» Stated problem
Copy the items from the start through the line that contains "[[317, 233]]", offsetting every point coordinate in the answers by -38, and omit the pictures.

----------------

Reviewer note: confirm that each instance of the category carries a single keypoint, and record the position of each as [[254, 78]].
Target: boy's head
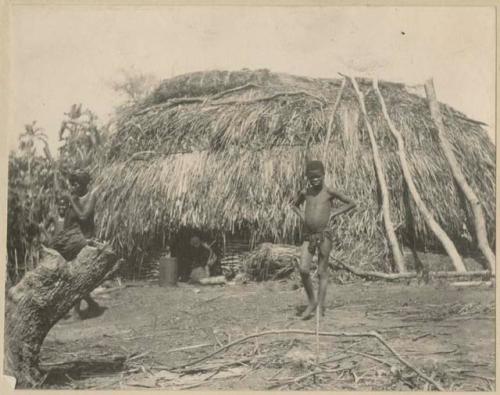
[[79, 182], [195, 241], [315, 172]]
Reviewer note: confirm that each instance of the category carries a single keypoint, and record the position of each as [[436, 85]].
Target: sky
[[60, 55]]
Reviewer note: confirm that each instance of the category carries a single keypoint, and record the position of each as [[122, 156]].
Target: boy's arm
[[348, 206], [297, 202]]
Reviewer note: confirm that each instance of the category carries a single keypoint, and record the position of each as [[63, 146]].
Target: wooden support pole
[[386, 211], [475, 204], [332, 119], [426, 214]]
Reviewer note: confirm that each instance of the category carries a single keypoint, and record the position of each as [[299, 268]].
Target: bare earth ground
[[446, 332]]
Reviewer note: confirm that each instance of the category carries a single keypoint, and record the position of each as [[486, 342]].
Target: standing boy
[[317, 233]]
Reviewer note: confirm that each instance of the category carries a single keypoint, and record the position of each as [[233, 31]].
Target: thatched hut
[[225, 151]]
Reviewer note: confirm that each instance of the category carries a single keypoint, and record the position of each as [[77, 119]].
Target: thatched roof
[[218, 150]]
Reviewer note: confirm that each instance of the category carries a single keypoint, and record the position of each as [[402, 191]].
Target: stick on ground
[[372, 334]]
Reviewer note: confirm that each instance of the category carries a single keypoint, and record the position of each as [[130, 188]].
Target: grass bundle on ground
[[223, 151]]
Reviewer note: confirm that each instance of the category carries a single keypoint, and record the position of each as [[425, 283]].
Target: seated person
[[198, 259]]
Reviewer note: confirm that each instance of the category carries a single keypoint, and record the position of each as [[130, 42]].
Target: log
[[426, 214], [43, 297], [84, 365], [386, 211], [475, 204]]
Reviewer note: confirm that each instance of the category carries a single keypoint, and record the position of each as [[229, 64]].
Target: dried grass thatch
[[225, 150]]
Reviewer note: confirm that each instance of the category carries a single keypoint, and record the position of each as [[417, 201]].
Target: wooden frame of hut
[[224, 151]]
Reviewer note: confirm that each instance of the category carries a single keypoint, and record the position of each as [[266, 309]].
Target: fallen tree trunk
[[475, 204], [386, 210], [426, 214], [84, 365], [43, 297]]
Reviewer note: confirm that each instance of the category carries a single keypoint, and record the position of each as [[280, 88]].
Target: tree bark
[[475, 204], [43, 297], [386, 211], [428, 218]]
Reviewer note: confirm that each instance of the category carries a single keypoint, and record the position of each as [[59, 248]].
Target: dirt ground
[[446, 332]]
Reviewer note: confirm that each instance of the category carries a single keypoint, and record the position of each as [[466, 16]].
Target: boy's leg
[[324, 255], [305, 269]]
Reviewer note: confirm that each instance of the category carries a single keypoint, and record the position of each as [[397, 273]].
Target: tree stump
[[41, 299]]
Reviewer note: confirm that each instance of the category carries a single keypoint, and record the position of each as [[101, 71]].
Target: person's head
[[315, 172], [62, 205], [79, 182], [195, 241]]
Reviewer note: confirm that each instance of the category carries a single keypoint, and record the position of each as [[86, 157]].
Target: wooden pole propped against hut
[[332, 119], [426, 214], [386, 210], [475, 204]]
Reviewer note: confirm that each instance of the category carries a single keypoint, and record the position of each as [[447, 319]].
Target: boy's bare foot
[[309, 312]]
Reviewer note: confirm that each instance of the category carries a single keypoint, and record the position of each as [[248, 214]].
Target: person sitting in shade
[[200, 258]]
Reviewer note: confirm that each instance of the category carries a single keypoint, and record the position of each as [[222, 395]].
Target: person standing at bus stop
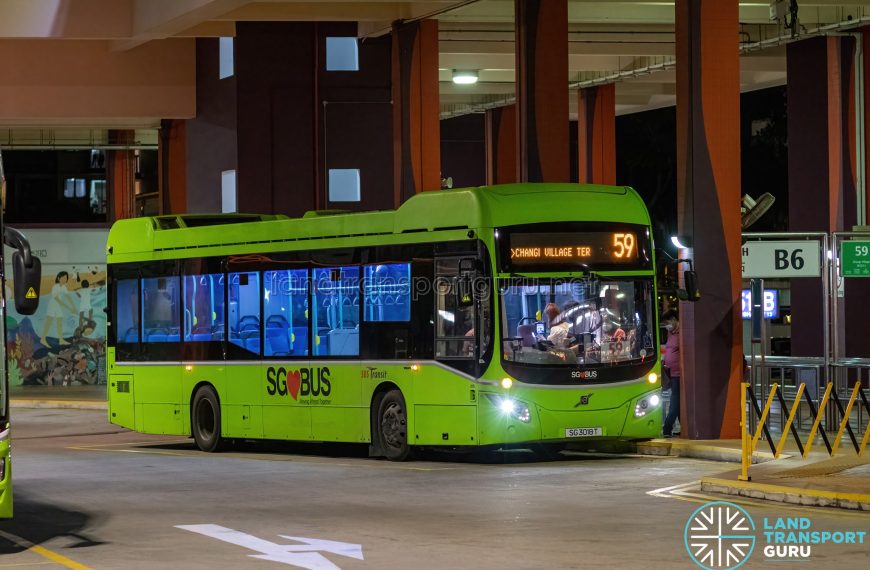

----------------

» Task response
Reviewer note: confirm that each instance of the category carries a single keypoint, and record the position of each as [[254, 78]].
Target: boy's head
[[41, 144], [157, 203], [277, 134]]
Reviewer note: confirm that each instance of the category carries a single keypoint, and record the position of each as [[436, 85]].
Target: sky
[[22, 17]]
Reviewer note: confirm that each instance of the category carries a single keypoint, and record the position of each as [[122, 156]].
Target: boy's arm
[[310, 168], [259, 164]]
Reviewer note: confirm that each instance of the category carries a single keypoint, and record the position of each as [[63, 146]].
Target: wooden support pole
[[348, 173], [437, 166], [294, 81], [388, 176]]
Reviewer note: confirm that each instance of the category carries a single keypoint, and record the position of each as [[299, 268]].
Target: bare earth ground
[[408, 294]]
Reviewer note: confirm that each instance of the category carries a single keypoint, and record the position of each as [[486, 342]].
Target: standing boy
[[279, 195]]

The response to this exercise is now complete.